> **Work to do**: Please pull out every line of the rows below that contains the word "segment".

> **Exercise input**:

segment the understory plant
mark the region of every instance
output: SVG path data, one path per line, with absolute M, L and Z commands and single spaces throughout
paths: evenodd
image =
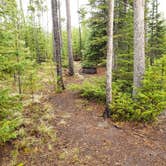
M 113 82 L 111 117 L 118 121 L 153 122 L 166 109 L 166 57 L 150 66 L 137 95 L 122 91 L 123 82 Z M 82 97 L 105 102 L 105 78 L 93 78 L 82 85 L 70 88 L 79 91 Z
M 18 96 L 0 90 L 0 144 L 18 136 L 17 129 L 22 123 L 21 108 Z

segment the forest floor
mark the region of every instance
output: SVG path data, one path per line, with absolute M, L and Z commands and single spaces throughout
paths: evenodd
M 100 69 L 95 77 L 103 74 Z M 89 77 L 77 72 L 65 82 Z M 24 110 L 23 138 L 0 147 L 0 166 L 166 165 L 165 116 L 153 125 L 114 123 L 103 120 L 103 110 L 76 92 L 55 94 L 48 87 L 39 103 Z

...

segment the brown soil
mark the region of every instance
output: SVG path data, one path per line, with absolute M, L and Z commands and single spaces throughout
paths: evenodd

---

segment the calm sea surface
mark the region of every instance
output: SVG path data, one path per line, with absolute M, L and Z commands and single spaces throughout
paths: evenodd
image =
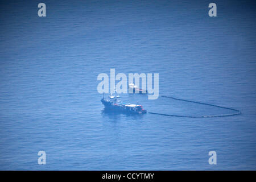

> **Exercise output**:
segment the understory plant
segment the forest floor
segment the brown soil
segment the calm sea surface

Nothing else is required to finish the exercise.